═══ Supplied records ═══
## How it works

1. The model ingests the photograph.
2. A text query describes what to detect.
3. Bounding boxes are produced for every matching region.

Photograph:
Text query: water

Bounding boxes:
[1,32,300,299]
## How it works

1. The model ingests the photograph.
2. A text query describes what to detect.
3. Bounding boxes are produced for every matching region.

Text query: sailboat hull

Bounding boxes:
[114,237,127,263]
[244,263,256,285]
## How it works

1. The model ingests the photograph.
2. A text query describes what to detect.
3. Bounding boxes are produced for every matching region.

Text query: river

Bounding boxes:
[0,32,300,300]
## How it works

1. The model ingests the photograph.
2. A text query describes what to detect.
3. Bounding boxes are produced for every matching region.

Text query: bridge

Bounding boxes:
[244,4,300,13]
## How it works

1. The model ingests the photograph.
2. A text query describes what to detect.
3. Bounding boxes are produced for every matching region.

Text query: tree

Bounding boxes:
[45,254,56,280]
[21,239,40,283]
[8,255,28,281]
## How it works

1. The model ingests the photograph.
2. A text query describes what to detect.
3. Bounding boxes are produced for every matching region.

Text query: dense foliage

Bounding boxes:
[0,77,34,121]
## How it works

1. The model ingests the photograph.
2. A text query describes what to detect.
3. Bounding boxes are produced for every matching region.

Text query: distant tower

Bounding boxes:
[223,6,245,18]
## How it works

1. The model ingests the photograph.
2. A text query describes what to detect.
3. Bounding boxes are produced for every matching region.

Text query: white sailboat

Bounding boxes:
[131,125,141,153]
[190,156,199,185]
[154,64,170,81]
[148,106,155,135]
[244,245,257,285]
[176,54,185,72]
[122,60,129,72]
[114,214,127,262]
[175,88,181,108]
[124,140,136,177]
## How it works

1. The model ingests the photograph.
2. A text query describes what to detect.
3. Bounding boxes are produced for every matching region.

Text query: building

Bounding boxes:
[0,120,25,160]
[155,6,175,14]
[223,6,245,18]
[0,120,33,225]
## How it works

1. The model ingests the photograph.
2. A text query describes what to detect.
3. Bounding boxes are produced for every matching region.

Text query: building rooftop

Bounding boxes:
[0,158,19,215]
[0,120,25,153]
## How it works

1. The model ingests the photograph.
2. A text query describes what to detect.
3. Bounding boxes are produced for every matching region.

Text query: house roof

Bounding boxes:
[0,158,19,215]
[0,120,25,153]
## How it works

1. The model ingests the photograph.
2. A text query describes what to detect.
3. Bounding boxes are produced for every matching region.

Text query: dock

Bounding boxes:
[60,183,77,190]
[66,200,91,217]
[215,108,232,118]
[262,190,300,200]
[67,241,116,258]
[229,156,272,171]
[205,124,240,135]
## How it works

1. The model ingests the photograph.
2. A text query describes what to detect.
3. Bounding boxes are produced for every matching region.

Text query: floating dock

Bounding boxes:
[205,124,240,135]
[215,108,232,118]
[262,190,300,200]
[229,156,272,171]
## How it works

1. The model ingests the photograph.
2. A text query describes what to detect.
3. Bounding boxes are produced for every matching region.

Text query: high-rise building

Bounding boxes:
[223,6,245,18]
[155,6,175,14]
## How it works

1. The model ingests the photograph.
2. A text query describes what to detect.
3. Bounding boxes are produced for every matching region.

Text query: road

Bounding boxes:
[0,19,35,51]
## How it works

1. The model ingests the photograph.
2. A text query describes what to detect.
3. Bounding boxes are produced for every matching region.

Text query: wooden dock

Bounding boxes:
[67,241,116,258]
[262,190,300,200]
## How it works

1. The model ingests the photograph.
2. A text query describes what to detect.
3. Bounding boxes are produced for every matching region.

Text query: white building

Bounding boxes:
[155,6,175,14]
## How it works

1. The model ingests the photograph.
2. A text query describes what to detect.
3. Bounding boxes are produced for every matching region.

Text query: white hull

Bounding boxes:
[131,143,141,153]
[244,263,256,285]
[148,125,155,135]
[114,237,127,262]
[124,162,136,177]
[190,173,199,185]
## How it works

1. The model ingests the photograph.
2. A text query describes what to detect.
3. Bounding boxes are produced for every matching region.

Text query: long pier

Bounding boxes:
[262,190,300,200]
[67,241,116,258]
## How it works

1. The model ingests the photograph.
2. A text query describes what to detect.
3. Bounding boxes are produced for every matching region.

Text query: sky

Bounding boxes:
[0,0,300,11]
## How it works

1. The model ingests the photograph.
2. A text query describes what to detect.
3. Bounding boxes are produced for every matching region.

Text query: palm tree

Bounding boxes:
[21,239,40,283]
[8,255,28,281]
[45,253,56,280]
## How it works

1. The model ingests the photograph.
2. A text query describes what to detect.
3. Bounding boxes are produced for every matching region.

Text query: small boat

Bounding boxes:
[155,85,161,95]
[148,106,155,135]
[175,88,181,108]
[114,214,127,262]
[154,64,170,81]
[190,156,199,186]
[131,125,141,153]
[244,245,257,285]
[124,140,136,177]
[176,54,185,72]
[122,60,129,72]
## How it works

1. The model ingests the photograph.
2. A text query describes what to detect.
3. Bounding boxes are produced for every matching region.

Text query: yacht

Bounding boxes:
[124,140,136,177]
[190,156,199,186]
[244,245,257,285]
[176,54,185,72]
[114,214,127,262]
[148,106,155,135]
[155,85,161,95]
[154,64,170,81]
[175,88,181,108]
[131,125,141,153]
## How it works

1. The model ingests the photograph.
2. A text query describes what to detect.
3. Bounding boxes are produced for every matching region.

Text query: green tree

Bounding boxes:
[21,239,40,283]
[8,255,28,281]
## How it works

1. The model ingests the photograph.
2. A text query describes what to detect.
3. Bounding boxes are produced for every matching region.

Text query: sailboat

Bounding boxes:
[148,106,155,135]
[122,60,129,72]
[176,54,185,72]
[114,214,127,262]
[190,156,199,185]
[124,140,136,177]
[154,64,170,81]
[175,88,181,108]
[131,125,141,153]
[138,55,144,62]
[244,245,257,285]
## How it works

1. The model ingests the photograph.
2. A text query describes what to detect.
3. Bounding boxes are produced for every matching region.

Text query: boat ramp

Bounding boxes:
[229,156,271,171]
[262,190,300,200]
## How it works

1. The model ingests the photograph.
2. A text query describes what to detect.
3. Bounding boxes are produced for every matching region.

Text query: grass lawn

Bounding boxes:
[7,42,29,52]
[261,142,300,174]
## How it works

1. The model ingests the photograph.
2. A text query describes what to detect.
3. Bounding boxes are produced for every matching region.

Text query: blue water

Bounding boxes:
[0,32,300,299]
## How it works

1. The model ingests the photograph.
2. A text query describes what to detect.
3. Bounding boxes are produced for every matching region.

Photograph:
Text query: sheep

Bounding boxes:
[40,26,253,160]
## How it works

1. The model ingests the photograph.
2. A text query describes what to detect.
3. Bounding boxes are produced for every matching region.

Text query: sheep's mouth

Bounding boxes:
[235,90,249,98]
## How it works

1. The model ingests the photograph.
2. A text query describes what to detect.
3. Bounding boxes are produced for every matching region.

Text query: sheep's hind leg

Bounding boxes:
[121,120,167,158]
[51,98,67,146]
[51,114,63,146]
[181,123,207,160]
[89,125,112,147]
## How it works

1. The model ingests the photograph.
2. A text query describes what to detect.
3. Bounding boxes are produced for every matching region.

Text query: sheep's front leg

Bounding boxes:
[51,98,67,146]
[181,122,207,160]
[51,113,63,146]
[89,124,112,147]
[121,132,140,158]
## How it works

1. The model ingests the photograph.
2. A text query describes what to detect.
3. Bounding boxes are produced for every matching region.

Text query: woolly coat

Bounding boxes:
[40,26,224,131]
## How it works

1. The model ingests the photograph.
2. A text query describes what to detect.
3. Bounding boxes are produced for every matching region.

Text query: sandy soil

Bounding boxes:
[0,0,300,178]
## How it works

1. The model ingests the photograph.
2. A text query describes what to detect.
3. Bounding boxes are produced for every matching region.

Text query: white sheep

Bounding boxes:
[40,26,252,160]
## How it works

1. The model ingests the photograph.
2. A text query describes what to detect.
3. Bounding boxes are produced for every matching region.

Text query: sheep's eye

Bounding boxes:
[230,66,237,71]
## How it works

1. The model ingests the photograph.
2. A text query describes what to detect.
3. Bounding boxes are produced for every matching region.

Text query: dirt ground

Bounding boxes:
═══
Exercise directions: Please give everything from the first line down to the line containing "[0,77,34,121]" again, swapping "matching region" for "relevant area" and leaving all else unchanged.

Response for this exercise:
## How it works

1. The model ingests the photograph.
2. A text query describes what to detect.
3. Bounding boxes are produced for every relevant area.

Photograph:
Text query: water

Bounding boxes:
[1,32,300,299]
## How it works

1. The model ingests the photograph.
2. A text query describes what to detect.
3. Bounding boxes are produced for every relevant area.

Text query: sailboat hull

Bounding boxes:
[114,237,127,263]
[244,263,256,285]
## How it works

1. The model ingests the photograph.
2. A text query describes what to detect.
3. Bounding boxes are produced for every relevant area.

Text query: river

Bounding boxes:
[0,32,300,300]
## How it works

1. The model ingests the photograph.
2. A text query describes what to detect.
3. Bounding boxes are produced for every relevant area.

Text query: bridge

Bounding boxes:
[244,4,300,13]
## How it works

1. The model ingests the photograph.
2. A text query describes what to detect.
3. Bounding boxes are produced for every relevant area.

Text query: tree

Bounding boxes:
[45,254,56,280]
[21,239,40,283]
[8,255,28,281]
## How it works

1. The model ingests the photograph.
2. A text query describes what to detect.
3. Bounding boxes are produced for every relevant area.

Text query: dense foliage

Bounding boxes:
[0,77,34,121]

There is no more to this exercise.